**Text under study:**

########################################

A stubborn insistence that we're right, and nothing can change that fact, is a green-card to stop thinking altogether. Too many people fall into that position and find it impossible to climb out. They are willing to endure anything as long as it doesn't involve admitting that their explanation possibly isn't perfect. In doing so, they condemn themselves into one of humanity's greatest follies - an excess of pride and self-belief.
Don't you fall into that trap.
The evidence that never being satisfied with your answers is an excellent strategy for life is widespread, if you care to look.
It's in the idiocy of the loud-mouth teenager who thinks he knows it all, but still has a lot of difficult lessons to learn. It's in the annual report of the company who keeps following the same old strategy that used to work but seems to have stalled recently. And it lifted us out of the middle-ages into the renaissance, when people finally had the courage to question what had been seen as true for a thousand years.
Always be looking at your assumptions and beliefs, no matter how deeply held, with a niggling feeling that you still haven't got them quite right yet. Be looking for those few extra scraps of information that can improve your model of how the world works. Make sure you look in places you wouldn't normally bother with - especially in the writings of those who disagree with your present views.

########################################

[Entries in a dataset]
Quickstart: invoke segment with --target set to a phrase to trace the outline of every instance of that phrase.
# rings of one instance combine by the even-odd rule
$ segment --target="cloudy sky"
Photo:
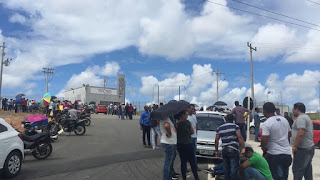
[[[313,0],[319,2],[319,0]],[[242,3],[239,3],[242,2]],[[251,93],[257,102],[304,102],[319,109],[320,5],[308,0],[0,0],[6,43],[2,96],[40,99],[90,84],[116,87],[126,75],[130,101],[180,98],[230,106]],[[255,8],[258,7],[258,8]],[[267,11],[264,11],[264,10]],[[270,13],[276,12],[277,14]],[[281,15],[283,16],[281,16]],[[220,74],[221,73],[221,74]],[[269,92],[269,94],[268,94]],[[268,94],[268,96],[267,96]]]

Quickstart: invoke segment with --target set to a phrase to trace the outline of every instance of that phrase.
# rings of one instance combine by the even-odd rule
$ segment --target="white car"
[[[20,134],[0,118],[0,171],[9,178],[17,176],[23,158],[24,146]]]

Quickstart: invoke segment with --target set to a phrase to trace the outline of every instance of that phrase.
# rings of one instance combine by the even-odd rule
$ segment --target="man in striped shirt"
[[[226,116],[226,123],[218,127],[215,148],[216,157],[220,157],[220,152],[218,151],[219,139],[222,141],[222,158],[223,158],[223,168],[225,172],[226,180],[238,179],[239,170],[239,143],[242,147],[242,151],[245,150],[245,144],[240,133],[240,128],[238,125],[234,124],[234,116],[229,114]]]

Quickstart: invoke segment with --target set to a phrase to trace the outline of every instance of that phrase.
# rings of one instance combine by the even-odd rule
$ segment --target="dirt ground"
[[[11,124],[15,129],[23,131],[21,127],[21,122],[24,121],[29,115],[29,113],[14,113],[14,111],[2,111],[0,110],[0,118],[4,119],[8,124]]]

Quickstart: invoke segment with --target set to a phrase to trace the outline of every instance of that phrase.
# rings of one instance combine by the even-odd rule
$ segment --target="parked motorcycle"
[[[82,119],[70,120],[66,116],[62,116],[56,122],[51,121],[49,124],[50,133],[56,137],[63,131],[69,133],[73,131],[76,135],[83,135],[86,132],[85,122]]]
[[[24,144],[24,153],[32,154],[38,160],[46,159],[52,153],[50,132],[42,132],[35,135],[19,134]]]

########################################

**What to work on:** Update the passage on doubting your own beliefs by writing out everything from "A stubborn insistence" down to "care to look.", changing "pride" to "arrogance". Rely on the passage alone.

**Task answer:**
A stubborn insistence that we're right, and nothing can change that fact, is a green-card to stop thinking altogether. Too many people fall into that position and find it impossible to climb out. They are willing to endure anything as long as it doesn't involve admitting that their explanation possibly isn't perfect. In doing so, they condemn themselves into one of humanity's greatest follies - an excess of arrogance and self-belief.
Don't you fall into that trap.
The evidence that never being satisfied with your answers is an excellent strategy for life is widespread, if you care to look.